The exercise »
Nothing before the line containing "Q: Place a marker on the front fender" belongs in the answer; quote that line and all lines after it through the end of the material, word for word.

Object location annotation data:

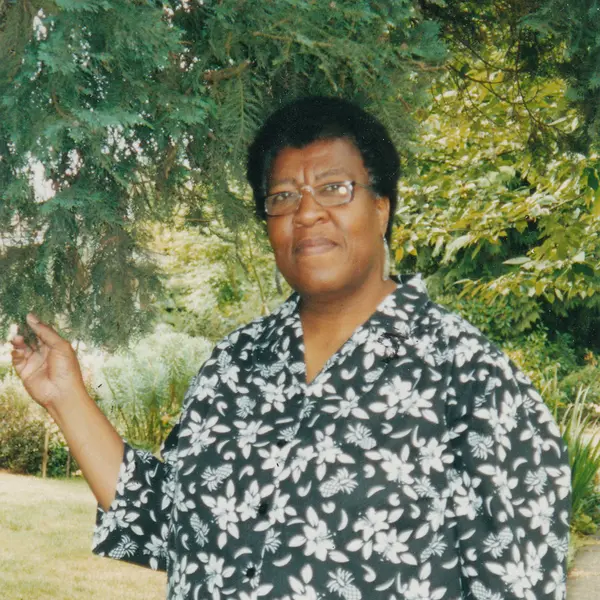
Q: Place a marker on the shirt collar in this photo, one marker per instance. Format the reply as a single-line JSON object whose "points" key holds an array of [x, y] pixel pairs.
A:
{"points": [[395, 318]]}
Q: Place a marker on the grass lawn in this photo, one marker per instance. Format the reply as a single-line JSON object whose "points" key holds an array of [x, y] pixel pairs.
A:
{"points": [[45, 540]]}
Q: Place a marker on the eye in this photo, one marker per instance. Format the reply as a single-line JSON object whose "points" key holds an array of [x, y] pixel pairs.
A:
{"points": [[338, 189], [278, 197]]}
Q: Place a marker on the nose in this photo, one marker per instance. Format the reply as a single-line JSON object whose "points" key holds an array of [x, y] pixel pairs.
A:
{"points": [[309, 211]]}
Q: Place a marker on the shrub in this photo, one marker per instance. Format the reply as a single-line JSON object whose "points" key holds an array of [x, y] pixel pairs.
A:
{"points": [[141, 390], [584, 459], [587, 377], [22, 429]]}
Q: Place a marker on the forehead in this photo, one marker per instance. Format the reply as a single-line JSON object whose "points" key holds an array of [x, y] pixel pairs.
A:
{"points": [[338, 154]]}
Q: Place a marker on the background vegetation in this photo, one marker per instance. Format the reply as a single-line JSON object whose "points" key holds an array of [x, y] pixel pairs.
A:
{"points": [[123, 129]]}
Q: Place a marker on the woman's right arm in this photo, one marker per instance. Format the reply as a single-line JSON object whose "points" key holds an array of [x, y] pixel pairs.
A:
{"points": [[52, 377]]}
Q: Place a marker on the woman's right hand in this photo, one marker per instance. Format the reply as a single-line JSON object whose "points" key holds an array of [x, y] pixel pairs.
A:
{"points": [[50, 372]]}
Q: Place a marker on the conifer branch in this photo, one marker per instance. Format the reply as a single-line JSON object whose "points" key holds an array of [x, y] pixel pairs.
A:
{"points": [[226, 73]]}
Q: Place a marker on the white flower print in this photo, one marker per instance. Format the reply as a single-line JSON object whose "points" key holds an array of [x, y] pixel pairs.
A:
{"points": [[541, 514], [341, 582], [228, 371], [360, 436], [359, 484], [245, 406], [201, 433], [223, 511], [536, 481], [315, 537], [248, 434], [397, 467], [348, 406], [468, 505], [371, 523], [431, 456], [342, 481], [274, 394], [496, 544], [557, 584], [216, 572], [482, 446], [391, 545], [300, 462]]}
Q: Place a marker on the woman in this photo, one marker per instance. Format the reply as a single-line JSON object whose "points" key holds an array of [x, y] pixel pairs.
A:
{"points": [[360, 442]]}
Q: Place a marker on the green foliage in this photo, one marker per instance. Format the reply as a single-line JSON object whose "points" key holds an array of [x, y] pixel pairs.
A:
{"points": [[587, 377], [21, 430], [117, 114], [496, 218], [216, 279], [584, 459], [141, 390], [542, 359]]}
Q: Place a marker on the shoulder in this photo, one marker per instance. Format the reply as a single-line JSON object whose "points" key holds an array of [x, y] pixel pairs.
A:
{"points": [[236, 351]]}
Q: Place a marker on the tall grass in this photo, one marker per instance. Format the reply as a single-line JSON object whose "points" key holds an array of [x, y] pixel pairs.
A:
{"points": [[583, 447]]}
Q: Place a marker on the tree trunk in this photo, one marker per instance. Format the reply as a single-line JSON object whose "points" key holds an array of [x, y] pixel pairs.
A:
{"points": [[46, 451]]}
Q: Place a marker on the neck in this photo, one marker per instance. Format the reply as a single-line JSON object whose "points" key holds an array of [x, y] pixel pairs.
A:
{"points": [[341, 313]]}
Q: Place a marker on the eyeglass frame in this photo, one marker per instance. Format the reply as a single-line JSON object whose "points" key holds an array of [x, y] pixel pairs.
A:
{"points": [[308, 188]]}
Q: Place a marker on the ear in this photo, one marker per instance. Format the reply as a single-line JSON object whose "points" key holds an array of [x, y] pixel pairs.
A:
{"points": [[382, 205]]}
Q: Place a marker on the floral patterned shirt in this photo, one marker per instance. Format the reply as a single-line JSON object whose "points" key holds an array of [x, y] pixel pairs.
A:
{"points": [[419, 464]]}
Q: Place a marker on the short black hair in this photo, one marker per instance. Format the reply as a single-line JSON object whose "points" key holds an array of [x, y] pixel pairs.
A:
{"points": [[312, 118]]}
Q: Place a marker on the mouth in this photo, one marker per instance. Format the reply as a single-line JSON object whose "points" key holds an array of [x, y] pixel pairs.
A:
{"points": [[313, 246]]}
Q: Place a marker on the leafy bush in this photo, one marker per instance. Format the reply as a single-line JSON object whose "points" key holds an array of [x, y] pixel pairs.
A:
{"points": [[21, 430], [587, 377], [584, 459], [141, 390]]}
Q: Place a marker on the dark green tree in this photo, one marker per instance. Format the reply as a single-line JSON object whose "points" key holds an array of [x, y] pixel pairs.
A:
{"points": [[118, 114]]}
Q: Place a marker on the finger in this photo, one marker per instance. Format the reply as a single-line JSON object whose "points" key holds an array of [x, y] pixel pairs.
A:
{"points": [[45, 333], [17, 340], [21, 354]]}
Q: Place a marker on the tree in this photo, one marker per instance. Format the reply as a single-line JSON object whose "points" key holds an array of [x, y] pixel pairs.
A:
{"points": [[118, 114], [503, 207]]}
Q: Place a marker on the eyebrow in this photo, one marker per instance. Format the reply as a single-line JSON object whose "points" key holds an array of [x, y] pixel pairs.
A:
{"points": [[323, 175]]}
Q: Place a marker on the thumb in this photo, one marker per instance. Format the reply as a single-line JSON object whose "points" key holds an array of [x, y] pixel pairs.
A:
{"points": [[45, 333]]}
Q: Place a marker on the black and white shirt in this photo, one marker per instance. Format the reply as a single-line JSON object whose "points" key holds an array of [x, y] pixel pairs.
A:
{"points": [[419, 464]]}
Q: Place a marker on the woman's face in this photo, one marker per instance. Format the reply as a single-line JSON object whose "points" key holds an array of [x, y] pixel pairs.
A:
{"points": [[333, 250]]}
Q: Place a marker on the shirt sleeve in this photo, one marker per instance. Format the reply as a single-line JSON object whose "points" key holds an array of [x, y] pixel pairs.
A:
{"points": [[512, 489], [135, 528]]}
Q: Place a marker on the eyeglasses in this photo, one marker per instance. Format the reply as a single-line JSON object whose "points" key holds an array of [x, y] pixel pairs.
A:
{"points": [[326, 195]]}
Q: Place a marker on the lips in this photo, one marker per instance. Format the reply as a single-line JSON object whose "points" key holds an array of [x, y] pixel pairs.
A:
{"points": [[313, 245]]}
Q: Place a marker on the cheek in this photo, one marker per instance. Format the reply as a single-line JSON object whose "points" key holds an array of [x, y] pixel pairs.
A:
{"points": [[279, 237]]}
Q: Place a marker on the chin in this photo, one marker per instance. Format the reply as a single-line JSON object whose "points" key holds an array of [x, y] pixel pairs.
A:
{"points": [[317, 282]]}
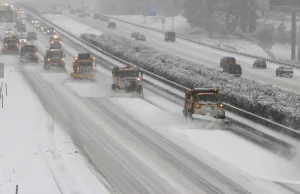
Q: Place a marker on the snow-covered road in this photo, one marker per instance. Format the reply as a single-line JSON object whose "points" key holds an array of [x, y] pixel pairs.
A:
{"points": [[139, 146], [119, 140], [191, 51]]}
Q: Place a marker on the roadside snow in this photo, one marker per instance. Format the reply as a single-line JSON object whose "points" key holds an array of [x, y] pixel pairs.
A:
{"points": [[35, 153], [21, 119], [70, 25], [242, 161]]}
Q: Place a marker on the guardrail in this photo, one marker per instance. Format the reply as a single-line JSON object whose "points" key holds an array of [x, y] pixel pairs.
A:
{"points": [[278, 62], [266, 122]]}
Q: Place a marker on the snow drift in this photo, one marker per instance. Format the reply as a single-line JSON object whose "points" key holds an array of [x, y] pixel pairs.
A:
{"points": [[260, 99]]}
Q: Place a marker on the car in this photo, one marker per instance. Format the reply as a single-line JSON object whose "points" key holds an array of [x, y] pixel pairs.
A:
{"points": [[104, 18], [260, 63], [97, 16], [31, 36], [81, 14], [21, 28], [134, 34], [127, 79], [9, 32], [170, 36], [285, 71], [34, 21], [234, 69], [111, 25], [44, 29], [28, 53], [140, 37], [51, 31], [72, 12], [227, 60], [54, 37], [40, 25], [23, 40]]}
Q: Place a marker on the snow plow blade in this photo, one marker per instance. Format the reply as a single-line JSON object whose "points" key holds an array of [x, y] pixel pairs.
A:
{"points": [[82, 76]]}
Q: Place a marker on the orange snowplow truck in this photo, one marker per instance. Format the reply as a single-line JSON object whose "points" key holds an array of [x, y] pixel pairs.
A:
{"points": [[11, 45]]}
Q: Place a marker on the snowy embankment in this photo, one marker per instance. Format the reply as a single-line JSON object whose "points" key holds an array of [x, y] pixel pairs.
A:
{"points": [[260, 99], [181, 27], [36, 154]]}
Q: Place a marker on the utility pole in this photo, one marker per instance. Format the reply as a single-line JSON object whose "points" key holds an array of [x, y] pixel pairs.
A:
{"points": [[293, 38]]}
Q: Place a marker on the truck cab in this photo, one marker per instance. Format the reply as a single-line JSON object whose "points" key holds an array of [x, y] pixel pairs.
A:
{"points": [[203, 101], [56, 44], [28, 53], [10, 45], [84, 66], [54, 58], [170, 36]]}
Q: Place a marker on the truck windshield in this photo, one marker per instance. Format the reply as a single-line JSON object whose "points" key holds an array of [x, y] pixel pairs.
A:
{"points": [[28, 49], [129, 73], [55, 54], [11, 41], [85, 63], [207, 98]]}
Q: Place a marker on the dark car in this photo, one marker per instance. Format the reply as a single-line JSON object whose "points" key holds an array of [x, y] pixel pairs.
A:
{"points": [[284, 71], [50, 31], [21, 28], [97, 16], [170, 36], [134, 34], [104, 18], [234, 69], [227, 60], [31, 36], [140, 37], [112, 25], [28, 53], [262, 64]]}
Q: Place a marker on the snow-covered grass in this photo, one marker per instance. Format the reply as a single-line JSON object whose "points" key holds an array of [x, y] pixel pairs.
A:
{"points": [[36, 154], [260, 99], [181, 27], [21, 119]]}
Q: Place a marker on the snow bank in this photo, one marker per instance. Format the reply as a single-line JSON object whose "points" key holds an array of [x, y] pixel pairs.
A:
{"points": [[260, 99]]}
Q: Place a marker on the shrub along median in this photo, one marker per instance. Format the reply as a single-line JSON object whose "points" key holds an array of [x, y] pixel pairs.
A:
{"points": [[260, 99]]}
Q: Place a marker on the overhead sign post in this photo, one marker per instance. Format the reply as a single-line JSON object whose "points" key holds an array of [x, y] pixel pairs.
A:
{"points": [[1, 70], [163, 21], [290, 6], [150, 11], [7, 14]]}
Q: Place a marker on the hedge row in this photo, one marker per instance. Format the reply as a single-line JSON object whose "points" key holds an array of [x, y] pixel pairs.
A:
{"points": [[260, 99]]}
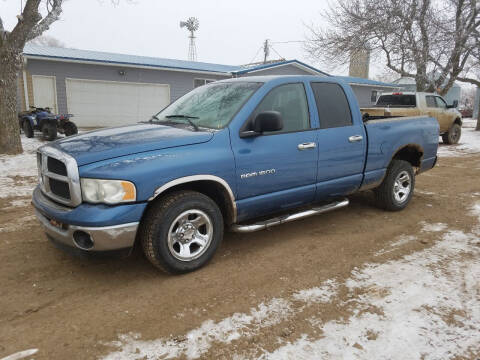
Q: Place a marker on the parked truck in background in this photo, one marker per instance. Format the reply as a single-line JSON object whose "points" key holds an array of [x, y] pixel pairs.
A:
{"points": [[421, 103], [245, 154]]}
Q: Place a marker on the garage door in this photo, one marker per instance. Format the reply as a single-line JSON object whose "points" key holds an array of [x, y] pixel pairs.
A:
{"points": [[44, 92], [111, 103]]}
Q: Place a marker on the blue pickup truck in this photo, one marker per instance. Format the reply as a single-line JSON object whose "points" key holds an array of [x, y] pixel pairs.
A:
{"points": [[244, 154]]}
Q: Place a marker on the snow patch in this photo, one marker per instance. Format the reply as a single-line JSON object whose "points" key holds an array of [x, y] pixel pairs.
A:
{"points": [[19, 172], [21, 354], [475, 210], [198, 341]]}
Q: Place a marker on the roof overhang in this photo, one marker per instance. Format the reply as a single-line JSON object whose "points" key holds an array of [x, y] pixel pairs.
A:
{"points": [[123, 64]]}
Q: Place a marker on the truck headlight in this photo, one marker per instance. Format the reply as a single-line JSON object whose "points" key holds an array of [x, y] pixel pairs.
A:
{"points": [[107, 191]]}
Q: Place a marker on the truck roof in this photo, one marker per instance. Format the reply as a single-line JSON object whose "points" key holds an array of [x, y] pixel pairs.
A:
{"points": [[271, 78], [407, 93]]}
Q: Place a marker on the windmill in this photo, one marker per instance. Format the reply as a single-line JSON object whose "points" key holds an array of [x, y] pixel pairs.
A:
{"points": [[192, 24]]}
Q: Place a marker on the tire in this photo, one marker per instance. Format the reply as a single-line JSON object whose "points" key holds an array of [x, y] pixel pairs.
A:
{"points": [[179, 253], [453, 135], [397, 188], [49, 132], [27, 128], [70, 129]]}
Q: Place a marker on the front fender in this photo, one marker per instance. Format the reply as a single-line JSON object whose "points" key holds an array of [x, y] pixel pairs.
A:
{"points": [[151, 170]]}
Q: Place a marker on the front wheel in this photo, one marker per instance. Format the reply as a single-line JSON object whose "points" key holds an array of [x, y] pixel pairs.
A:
{"points": [[27, 129], [181, 232], [453, 135], [49, 132], [396, 190]]}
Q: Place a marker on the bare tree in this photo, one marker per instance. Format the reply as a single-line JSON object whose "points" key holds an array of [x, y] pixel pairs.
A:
{"points": [[30, 25], [431, 41]]}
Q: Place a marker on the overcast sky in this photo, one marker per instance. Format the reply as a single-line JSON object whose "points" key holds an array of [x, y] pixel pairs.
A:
{"points": [[231, 32]]}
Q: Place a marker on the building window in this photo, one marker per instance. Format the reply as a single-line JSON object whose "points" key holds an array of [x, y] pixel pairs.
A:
{"points": [[201, 82]]}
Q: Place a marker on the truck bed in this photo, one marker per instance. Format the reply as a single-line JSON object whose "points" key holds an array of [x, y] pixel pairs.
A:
{"points": [[387, 135]]}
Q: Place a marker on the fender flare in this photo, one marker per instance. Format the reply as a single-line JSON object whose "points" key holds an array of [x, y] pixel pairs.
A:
{"points": [[194, 178]]}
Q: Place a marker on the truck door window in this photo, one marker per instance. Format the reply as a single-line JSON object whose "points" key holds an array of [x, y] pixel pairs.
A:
{"points": [[430, 101], [289, 100], [332, 105], [440, 102]]}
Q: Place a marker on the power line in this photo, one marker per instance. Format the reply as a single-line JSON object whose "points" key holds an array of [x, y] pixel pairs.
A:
{"points": [[276, 52], [259, 49], [288, 42]]}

Response »
Q: Place a marker on the front fender in this photo, one marker per instance. Format the reply as a single-line JSON object whose "points" key holds an array of [x, y] pixel pairs.
A:
{"points": [[151, 170]]}
Q: Place a marker on the front wheel in this photo, one marker per instance. Format the reply as a single-line JSON object whose "points" key holds an array of [x, y] pixel pairs.
A:
{"points": [[27, 129], [181, 232], [453, 135], [49, 132], [396, 190]]}
Q: Place a marker on the bare tree in this photo, one marker per instance. Format the reply as a single-line JSON object whose "points" key holds an array of [x, y] pixel pairs.
A:
{"points": [[30, 25], [431, 41]]}
Q: Place a marker on the overcast sky in this photo, one marker per instance. Format the reply as a single-line JSON object whose "points" key holds an array of [x, y] pixel pairs.
A:
{"points": [[231, 32]]}
Q: Place a marker on the building window in this photo, one marker per instance. Format the reply as a single-line JSON object whose "points" key holds an array of [x, y] pixel pairs.
A:
{"points": [[201, 82]]}
Q: Place a marker on the truck bed in this photo, one marker per instance. Format the reply as a single-line JSON object whose "points" key holds an array of [x, y] pixel pairs.
A:
{"points": [[387, 135]]}
Q: Place a marker on the fender flare in this photo, one marker per instance. Format the reply as a single-line JSON object whose "points" key holds an array of [x, y] pixel pairs.
A:
{"points": [[194, 178]]}
Q: Place a marker on the truck door window in this photo, one marker per instance. Format the reply as a single-line JSON object whose "points" key holds an array of [x, y] pixel pairs.
A:
{"points": [[430, 101], [289, 100], [332, 105], [440, 102]]}
Q: Place a marker on the power line in this photo, one marker per instance. Format the reply as a single-line JSON object whose "points" key holds an array of [x, y] pixel pairs.
A:
{"points": [[276, 52], [259, 49], [288, 42]]}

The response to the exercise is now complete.